Task instructions:
The number of lines containing the word "handle" is all you should give; count them in the records below.

Data provided:
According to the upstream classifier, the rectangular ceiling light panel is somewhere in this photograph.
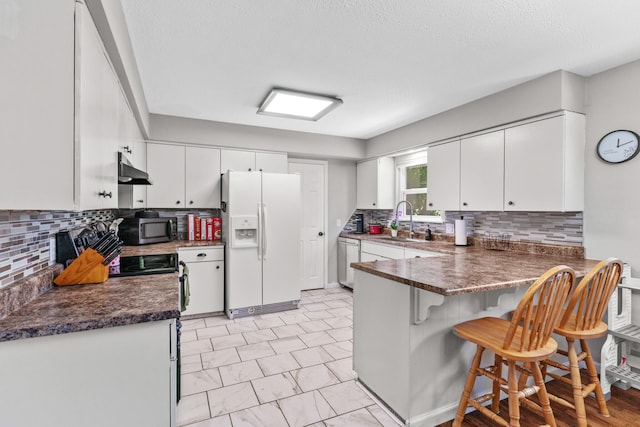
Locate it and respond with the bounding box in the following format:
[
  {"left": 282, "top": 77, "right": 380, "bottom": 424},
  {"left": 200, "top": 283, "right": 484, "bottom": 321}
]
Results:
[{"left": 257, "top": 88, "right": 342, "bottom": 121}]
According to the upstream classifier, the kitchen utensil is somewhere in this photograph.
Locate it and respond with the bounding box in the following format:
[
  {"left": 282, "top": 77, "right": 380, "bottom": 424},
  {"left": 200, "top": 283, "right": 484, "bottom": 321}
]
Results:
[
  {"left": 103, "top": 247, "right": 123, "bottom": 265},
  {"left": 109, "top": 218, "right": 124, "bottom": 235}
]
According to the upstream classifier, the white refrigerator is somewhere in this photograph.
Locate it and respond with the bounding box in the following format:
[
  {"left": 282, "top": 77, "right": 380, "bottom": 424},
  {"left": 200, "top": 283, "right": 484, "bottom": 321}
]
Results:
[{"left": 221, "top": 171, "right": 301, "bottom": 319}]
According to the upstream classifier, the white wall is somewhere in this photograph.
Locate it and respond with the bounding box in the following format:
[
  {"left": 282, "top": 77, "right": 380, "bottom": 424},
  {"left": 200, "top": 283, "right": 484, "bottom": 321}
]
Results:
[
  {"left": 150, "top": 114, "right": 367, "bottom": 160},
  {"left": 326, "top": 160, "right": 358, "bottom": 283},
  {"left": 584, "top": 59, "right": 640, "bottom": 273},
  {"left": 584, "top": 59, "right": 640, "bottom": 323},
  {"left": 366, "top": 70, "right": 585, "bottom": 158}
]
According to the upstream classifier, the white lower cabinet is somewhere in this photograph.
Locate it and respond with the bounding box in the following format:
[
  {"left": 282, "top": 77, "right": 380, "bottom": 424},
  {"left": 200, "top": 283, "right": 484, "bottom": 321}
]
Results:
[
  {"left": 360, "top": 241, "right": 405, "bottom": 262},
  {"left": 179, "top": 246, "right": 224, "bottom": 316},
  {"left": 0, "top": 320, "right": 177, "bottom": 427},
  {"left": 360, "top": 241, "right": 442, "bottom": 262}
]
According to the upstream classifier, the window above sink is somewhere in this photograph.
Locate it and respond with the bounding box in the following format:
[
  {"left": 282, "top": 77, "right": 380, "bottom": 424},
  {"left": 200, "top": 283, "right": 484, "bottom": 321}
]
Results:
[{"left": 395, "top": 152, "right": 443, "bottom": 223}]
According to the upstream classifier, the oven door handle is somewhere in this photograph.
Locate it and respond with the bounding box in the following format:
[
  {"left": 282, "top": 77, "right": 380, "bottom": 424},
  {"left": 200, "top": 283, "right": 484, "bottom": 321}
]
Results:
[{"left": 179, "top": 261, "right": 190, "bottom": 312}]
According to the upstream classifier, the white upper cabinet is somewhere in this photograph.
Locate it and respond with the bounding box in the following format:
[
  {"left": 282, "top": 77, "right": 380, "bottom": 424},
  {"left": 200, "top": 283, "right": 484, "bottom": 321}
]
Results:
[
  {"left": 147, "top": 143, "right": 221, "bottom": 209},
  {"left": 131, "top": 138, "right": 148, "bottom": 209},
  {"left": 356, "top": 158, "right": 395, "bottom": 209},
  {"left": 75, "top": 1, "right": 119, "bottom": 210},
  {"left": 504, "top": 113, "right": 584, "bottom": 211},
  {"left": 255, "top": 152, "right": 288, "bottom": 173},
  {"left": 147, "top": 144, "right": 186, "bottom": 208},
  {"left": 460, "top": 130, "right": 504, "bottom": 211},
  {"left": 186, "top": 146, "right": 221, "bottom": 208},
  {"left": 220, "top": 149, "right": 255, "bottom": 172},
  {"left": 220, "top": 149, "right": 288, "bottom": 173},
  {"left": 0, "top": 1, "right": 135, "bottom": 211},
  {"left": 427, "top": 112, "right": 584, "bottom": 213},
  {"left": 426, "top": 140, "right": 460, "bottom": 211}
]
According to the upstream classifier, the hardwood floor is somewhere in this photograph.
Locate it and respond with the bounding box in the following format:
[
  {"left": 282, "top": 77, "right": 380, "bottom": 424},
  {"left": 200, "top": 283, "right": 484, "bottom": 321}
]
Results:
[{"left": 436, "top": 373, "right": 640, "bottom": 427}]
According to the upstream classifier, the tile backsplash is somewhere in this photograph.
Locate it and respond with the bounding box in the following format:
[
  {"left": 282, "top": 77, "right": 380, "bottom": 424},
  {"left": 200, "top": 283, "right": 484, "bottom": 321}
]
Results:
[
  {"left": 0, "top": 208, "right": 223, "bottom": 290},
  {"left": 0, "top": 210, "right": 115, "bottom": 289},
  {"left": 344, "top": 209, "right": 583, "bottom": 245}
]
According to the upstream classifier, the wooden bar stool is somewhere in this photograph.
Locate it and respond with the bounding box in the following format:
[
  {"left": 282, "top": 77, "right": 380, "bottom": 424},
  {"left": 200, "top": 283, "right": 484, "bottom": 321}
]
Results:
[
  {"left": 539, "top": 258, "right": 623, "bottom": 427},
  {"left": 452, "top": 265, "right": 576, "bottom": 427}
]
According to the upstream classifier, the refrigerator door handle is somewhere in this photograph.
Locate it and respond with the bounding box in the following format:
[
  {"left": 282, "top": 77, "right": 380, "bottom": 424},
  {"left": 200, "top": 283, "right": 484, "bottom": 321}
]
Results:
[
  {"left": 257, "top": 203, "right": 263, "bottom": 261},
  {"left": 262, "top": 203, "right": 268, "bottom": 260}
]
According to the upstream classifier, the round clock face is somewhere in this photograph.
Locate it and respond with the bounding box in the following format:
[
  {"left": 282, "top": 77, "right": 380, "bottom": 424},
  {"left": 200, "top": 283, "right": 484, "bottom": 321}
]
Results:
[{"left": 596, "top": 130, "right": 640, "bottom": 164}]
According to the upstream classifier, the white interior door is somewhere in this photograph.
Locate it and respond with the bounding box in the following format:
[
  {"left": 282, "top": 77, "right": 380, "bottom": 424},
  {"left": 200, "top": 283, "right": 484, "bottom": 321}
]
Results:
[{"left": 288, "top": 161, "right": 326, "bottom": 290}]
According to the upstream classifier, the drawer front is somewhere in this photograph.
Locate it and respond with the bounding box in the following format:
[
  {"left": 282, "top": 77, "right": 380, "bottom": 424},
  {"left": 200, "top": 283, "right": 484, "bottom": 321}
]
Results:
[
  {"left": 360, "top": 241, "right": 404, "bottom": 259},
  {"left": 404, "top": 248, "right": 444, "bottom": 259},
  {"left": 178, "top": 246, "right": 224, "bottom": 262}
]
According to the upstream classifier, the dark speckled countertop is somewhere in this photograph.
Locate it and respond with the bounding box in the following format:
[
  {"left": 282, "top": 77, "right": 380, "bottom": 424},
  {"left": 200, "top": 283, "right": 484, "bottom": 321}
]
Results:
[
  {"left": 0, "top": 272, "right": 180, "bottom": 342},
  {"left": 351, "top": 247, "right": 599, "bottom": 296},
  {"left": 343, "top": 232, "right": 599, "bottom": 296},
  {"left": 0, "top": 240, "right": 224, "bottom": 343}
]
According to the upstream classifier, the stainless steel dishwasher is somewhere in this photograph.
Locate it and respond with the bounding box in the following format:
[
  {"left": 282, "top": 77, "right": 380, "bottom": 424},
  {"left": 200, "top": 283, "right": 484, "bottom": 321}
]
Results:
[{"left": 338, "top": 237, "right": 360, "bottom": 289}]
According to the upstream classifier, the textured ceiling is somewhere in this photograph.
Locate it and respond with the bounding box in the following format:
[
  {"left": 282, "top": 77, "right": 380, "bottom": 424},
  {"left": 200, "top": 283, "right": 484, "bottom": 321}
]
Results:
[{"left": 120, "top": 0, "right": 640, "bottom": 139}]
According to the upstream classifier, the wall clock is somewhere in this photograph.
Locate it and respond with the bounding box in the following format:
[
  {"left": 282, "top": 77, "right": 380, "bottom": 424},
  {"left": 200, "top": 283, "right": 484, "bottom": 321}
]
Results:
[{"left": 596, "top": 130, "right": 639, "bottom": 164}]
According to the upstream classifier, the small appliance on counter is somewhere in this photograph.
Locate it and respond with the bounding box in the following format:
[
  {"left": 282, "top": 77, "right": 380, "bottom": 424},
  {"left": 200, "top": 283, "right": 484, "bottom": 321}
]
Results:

Result below:
2